[START Listed entries]
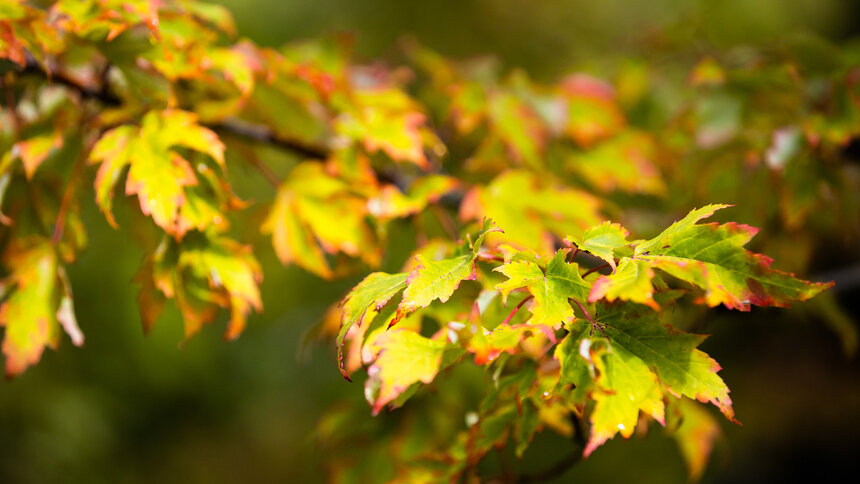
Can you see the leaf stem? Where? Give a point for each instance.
(445, 220)
(516, 308)
(595, 269)
(68, 194)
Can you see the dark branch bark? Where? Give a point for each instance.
(232, 127)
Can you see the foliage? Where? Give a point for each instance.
(566, 317)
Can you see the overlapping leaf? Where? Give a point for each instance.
(404, 358)
(37, 303)
(203, 273)
(711, 257)
(158, 174)
(629, 365)
(314, 214)
(532, 212)
(552, 287)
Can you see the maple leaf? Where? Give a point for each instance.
(431, 280)
(390, 202)
(404, 358)
(631, 281)
(695, 435)
(709, 256)
(35, 150)
(364, 302)
(157, 173)
(603, 241)
(385, 119)
(315, 213)
(203, 272)
(531, 211)
(38, 305)
(621, 163)
(629, 365)
(518, 126)
(592, 113)
(551, 287)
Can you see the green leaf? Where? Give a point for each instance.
(624, 385)
(672, 354)
(631, 281)
(315, 213)
(404, 358)
(695, 435)
(203, 272)
(364, 302)
(603, 240)
(531, 210)
(38, 304)
(432, 280)
(551, 288)
(712, 257)
(631, 363)
(158, 174)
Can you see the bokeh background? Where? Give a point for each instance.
(129, 408)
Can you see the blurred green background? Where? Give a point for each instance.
(129, 408)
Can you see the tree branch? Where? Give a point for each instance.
(233, 127)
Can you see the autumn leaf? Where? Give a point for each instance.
(38, 303)
(532, 211)
(391, 203)
(158, 174)
(364, 302)
(431, 280)
(625, 162)
(551, 287)
(711, 257)
(315, 213)
(695, 435)
(404, 358)
(602, 241)
(631, 281)
(203, 272)
(629, 365)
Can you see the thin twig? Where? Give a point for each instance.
(445, 220)
(68, 194)
(595, 269)
(516, 308)
(253, 132)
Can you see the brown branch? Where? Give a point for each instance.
(233, 127)
(595, 269)
(68, 194)
(516, 308)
[END Listed entries]
▸ Task goal: Rewrite the data as a Markdown table, from the line containing "Can you see the tree" through the end of the data, both ends included, with one row per line under the columns "Row" and "Text", leaving out any blank lines.

▸ Result for this exercise:
| Row | Text |
|---|---|
| 1 | Can you see the tree branch? Where? Give a point for each instance. |
| 2 | (233, 127) |
| 3 | Can you see the autumn leaf? Where? Give a point for each instance. |
| 4 | (38, 303) |
| 5 | (532, 211) |
| 6 | (391, 203) |
| 7 | (158, 174) |
| 8 | (364, 302) |
| 9 | (431, 280) |
| 10 | (625, 162) |
| 11 | (551, 287) |
| 12 | (711, 257) |
| 13 | (315, 213) |
| 14 | (695, 435) |
| 15 | (404, 358) |
| 16 | (602, 241) |
| 17 | (631, 281) |
| 18 | (203, 272) |
| 19 | (629, 365) |
| 20 | Can you see the thin twig? Where? Give a point for each instance. |
| 21 | (445, 220) |
| 22 | (68, 194) |
| 23 | (595, 269) |
| 24 | (516, 308) |
| 25 | (253, 132) |
| 26 | Can you see the brown branch? Where? Give a point for each instance. |
| 27 | (233, 127) |
| 28 | (595, 269) |
| 29 | (68, 194) |
| 30 | (516, 308) |